___ DATA EXCERPTS

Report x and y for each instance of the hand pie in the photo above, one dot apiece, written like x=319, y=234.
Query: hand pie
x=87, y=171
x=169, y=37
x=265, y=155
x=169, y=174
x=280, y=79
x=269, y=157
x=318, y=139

______

§ **SET TASK**:
Rescale the material above by reproducing every line, requests included. Multiply each x and y coordinate in the answers by 1.55 and round to the nearest whole number, with halves rounding up, but leave the requests and their sample format unchanged.

§ **TASK SOLUTION**:
Report x and y for each instance of the hand pie in the photo above, one dot apiece, written like x=319, y=234.
Query: hand pie
x=135, y=265
x=262, y=57
x=411, y=240
x=262, y=270
x=434, y=122
x=417, y=243
x=493, y=215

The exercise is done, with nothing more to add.